• ÉNONCÉ 1
Indiquez le nombre de lignes des entrées qui contiennent la chaîne « grass », en tenant compte de la casse. Ne donnez que ce nombre.

Souvenirs Goutte à Goutte

Titre original :
Omohide Poroporo
Production :
Studio Ghibli
Date de sortie Japon :
Le 20 juillet 1991
Genre :
Animation 2D
Réalisation :
Isao Takahata
Musique :
Katsu Hoshi
Durée :
118 minutes
Disponibilité(s) en France :

Le synopsis

Taeko, une jeune citadine de 27 ans, part en vacances à la campagne : changeant son rythme de vie, elle se laisse bien vite submergée par ses souvenirs d’enfance, des anecdotes survenues en 1966 alors qu’elle n’avait que 11 ans...

• ÉNONCÉ 2
D'après la fiche du film, quel âge a Taeko lorsqu'elle part en vacances à la campagne ?

• DONNÉES FOURNIES
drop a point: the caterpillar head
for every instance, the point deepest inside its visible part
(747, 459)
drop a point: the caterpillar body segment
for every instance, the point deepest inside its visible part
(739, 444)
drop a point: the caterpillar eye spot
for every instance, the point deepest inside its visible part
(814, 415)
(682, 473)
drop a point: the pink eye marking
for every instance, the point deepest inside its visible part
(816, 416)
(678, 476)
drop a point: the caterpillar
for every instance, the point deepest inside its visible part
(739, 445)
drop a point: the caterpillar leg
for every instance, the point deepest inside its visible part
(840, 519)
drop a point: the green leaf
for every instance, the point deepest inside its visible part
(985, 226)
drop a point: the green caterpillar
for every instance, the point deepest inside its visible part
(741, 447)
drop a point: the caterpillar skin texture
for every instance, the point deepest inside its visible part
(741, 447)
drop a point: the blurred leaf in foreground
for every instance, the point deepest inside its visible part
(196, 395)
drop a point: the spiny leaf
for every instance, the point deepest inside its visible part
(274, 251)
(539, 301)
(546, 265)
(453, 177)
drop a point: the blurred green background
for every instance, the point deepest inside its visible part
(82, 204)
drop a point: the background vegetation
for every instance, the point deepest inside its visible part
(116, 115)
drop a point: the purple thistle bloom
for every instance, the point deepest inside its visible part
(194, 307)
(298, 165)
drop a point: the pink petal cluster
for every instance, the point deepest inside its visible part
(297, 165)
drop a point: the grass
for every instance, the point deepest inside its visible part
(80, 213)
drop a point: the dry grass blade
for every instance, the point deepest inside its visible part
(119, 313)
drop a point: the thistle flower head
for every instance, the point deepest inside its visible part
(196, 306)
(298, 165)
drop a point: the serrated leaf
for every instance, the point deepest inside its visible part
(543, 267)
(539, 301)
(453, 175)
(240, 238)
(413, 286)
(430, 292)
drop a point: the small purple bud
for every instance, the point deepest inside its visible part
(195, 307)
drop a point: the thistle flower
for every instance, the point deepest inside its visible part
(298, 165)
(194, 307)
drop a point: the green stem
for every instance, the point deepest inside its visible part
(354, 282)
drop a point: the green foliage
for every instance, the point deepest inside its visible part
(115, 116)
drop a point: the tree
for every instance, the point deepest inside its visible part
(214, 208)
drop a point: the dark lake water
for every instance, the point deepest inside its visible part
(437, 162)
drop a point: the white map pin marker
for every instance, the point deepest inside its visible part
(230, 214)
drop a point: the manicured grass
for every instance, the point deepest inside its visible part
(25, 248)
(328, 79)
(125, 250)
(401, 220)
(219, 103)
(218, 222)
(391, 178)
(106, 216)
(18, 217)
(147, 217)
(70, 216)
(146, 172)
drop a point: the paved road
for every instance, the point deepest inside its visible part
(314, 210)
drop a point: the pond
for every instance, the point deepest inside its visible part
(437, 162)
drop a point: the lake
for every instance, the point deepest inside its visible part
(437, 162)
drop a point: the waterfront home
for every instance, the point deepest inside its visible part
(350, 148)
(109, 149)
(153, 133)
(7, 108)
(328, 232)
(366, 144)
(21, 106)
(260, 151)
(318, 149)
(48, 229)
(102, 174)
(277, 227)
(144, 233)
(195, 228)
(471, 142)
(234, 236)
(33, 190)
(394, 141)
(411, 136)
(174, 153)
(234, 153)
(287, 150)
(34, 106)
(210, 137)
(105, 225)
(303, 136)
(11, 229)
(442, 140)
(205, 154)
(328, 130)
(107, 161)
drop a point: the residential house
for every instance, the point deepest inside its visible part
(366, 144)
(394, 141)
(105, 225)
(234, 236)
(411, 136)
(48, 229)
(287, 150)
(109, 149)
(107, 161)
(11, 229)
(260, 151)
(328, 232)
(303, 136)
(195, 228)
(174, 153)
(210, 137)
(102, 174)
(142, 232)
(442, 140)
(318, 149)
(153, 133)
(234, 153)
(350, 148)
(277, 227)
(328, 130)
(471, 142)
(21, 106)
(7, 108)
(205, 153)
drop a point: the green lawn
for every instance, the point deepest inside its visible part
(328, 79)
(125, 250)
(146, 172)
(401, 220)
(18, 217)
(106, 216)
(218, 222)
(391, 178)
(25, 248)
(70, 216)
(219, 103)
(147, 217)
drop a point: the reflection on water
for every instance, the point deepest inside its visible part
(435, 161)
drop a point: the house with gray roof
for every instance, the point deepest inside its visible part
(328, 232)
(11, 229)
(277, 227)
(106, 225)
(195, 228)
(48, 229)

• CORRIGÉ DÉTAILLÉ 1
3

• CORRIGÉ DÉTAILLÉ 2
Taeko a 27 ans.